■ What you should do ■
Please report how many lines in the records below contain "mark". Reply with the number alone.

%%

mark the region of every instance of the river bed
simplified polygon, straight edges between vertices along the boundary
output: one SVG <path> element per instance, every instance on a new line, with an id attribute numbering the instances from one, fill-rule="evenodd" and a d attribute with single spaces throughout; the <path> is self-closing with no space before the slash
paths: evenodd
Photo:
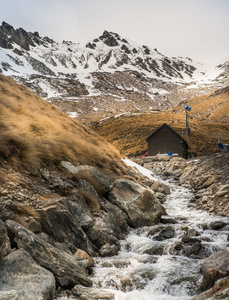
<path id="1" fill-rule="evenodd" d="M 94 287 L 115 290 L 116 300 L 191 299 L 200 293 L 201 263 L 212 253 L 229 250 L 229 225 L 212 229 L 213 222 L 228 223 L 228 218 L 196 210 L 190 205 L 194 195 L 188 188 L 155 178 L 148 170 L 130 164 L 170 187 L 163 204 L 168 214 L 165 219 L 176 223 L 131 229 L 117 256 L 96 259 Z M 158 233 L 163 229 L 167 229 L 167 235 L 160 240 Z M 187 234 L 198 239 L 195 246 L 189 243 L 182 247 L 181 239 Z"/>
<path id="2" fill-rule="evenodd" d="M 167 215 L 163 223 L 130 229 L 117 256 L 95 258 L 93 288 L 114 292 L 115 300 L 192 299 L 200 293 L 204 260 L 212 253 L 229 251 L 229 220 L 195 209 L 190 201 L 195 195 L 177 181 L 162 180 L 140 165 L 124 161 L 150 180 L 169 186 L 170 194 L 163 203 Z M 227 225 L 213 230 L 212 224 L 218 221 Z M 191 242 L 184 243 L 184 236 Z"/>

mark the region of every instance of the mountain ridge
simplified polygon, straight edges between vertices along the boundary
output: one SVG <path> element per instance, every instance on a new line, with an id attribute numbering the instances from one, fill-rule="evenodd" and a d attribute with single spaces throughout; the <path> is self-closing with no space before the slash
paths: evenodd
<path id="1" fill-rule="evenodd" d="M 114 32 L 85 44 L 0 26 L 0 70 L 62 111 L 87 122 L 128 111 L 170 109 L 228 83 L 228 62 L 212 74 Z"/>

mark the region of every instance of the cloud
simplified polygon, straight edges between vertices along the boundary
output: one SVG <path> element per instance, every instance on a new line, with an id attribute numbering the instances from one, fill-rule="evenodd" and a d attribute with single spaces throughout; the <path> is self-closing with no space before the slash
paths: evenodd
<path id="1" fill-rule="evenodd" d="M 228 0 L 7 0 L 0 17 L 54 40 L 86 42 L 104 30 L 168 56 L 228 55 Z"/>

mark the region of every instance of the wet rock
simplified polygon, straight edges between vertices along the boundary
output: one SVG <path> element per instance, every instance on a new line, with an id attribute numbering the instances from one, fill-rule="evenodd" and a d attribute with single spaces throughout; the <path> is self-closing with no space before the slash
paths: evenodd
<path id="1" fill-rule="evenodd" d="M 80 265 L 82 265 L 81 261 L 85 262 L 85 264 L 84 264 L 85 269 L 94 267 L 94 260 L 90 255 L 87 254 L 87 252 L 85 252 L 81 249 L 78 249 L 73 256 L 77 261 L 79 261 Z"/>
<path id="2" fill-rule="evenodd" d="M 197 255 L 199 254 L 200 250 L 202 248 L 201 243 L 195 242 L 192 245 L 184 246 L 182 253 L 185 256 L 191 257 L 191 258 L 200 258 Z"/>
<path id="3" fill-rule="evenodd" d="M 152 228 L 150 228 L 147 236 L 153 236 L 153 235 L 155 235 L 156 233 L 158 233 L 159 231 L 161 231 L 162 228 L 163 227 L 161 225 L 153 226 Z"/>
<path id="4" fill-rule="evenodd" d="M 0 259 L 8 255 L 11 251 L 10 240 L 8 238 L 5 223 L 0 220 Z"/>
<path id="5" fill-rule="evenodd" d="M 170 189 L 169 187 L 162 183 L 162 182 L 159 182 L 159 181 L 155 181 L 151 187 L 150 187 L 154 192 L 158 192 L 158 193 L 162 193 L 162 194 L 165 194 L 165 195 L 168 195 L 170 194 Z"/>
<path id="6" fill-rule="evenodd" d="M 126 179 L 115 181 L 108 199 L 124 211 L 133 227 L 155 225 L 165 213 L 154 192 Z"/>
<path id="7" fill-rule="evenodd" d="M 171 248 L 169 249 L 169 253 L 172 255 L 179 255 L 182 252 L 184 252 L 184 245 L 181 242 L 175 242 Z"/>
<path id="8" fill-rule="evenodd" d="M 118 254 L 119 247 L 116 245 L 111 245 L 109 243 L 103 245 L 99 251 L 100 255 L 105 256 L 114 256 Z"/>
<path id="9" fill-rule="evenodd" d="M 100 213 L 94 217 L 94 225 L 86 230 L 88 238 L 98 249 L 105 244 L 114 244 L 120 247 L 119 228 L 116 221 L 108 213 Z M 123 236 L 123 235 L 122 235 Z"/>
<path id="10" fill-rule="evenodd" d="M 222 277 L 229 275 L 229 252 L 221 251 L 212 254 L 201 265 L 203 272 L 202 289 L 207 290 Z"/>
<path id="11" fill-rule="evenodd" d="M 229 277 L 216 281 L 214 287 L 195 296 L 191 300 L 227 300 L 229 299 Z"/>
<path id="12" fill-rule="evenodd" d="M 12 287 L 16 292 L 10 291 Z M 10 291 L 7 300 L 49 300 L 54 297 L 55 279 L 51 272 L 38 266 L 28 252 L 20 249 L 1 260 L 0 289 Z M 0 299 L 4 296 L 0 294 Z"/>
<path id="13" fill-rule="evenodd" d="M 155 193 L 155 196 L 156 196 L 156 198 L 160 201 L 161 204 L 165 203 L 165 201 L 166 201 L 166 196 L 165 196 L 165 194 L 156 192 L 156 193 Z"/>
<path id="14" fill-rule="evenodd" d="M 162 244 L 155 244 L 152 247 L 143 251 L 143 254 L 148 255 L 162 255 L 164 252 L 164 245 Z"/>
<path id="15" fill-rule="evenodd" d="M 187 233 L 186 233 L 187 237 L 199 236 L 199 235 L 200 235 L 199 232 L 194 228 L 189 228 Z"/>
<path id="16" fill-rule="evenodd" d="M 183 236 L 181 241 L 185 244 L 201 243 L 200 239 L 189 237 L 189 236 Z"/>
<path id="17" fill-rule="evenodd" d="M 162 223 L 162 224 L 177 224 L 178 222 L 173 218 L 163 216 L 163 217 L 161 217 L 160 223 Z"/>
<path id="18" fill-rule="evenodd" d="M 215 222 L 211 222 L 210 223 L 210 227 L 214 230 L 219 230 L 222 229 L 224 226 L 226 226 L 227 224 L 223 221 L 215 221 Z"/>
<path id="19" fill-rule="evenodd" d="M 115 294 L 112 291 L 86 288 L 81 285 L 76 285 L 71 290 L 73 296 L 78 297 L 80 300 L 99 300 L 99 299 L 115 299 Z"/>
<path id="20" fill-rule="evenodd" d="M 17 222 L 7 220 L 6 226 L 13 232 L 17 247 L 29 252 L 37 264 L 50 270 L 60 286 L 72 288 L 76 284 L 92 285 L 85 270 L 73 256 L 48 244 Z"/>
<path id="21" fill-rule="evenodd" d="M 164 241 L 166 239 L 171 239 L 174 237 L 175 229 L 172 226 L 167 226 L 163 228 L 160 233 L 154 237 L 156 241 Z"/>

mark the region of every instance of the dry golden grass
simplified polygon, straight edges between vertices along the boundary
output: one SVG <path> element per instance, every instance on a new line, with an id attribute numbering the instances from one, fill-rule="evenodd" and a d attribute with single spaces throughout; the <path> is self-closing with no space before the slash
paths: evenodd
<path id="1" fill-rule="evenodd" d="M 0 158 L 14 166 L 57 166 L 61 160 L 120 171 L 119 152 L 25 86 L 0 74 Z"/>
<path id="2" fill-rule="evenodd" d="M 191 106 L 190 136 L 184 133 L 186 115 L 183 104 Z M 229 93 L 206 95 L 185 101 L 173 110 L 110 118 L 93 124 L 93 129 L 111 142 L 123 156 L 147 152 L 145 138 L 167 123 L 187 140 L 190 152 L 205 155 L 219 151 L 218 133 L 229 144 Z"/>
<path id="3" fill-rule="evenodd" d="M 89 191 L 80 190 L 79 193 L 81 196 L 83 196 L 87 205 L 90 208 L 94 208 L 96 210 L 100 209 L 100 204 L 98 202 L 98 199 L 94 195 L 92 195 Z"/>

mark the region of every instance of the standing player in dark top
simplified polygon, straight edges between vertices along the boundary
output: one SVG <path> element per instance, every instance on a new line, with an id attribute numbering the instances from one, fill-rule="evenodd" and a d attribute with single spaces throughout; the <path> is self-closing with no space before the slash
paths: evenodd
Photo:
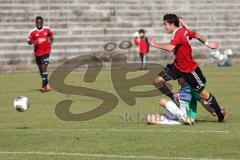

%%

■ Task solution ■
6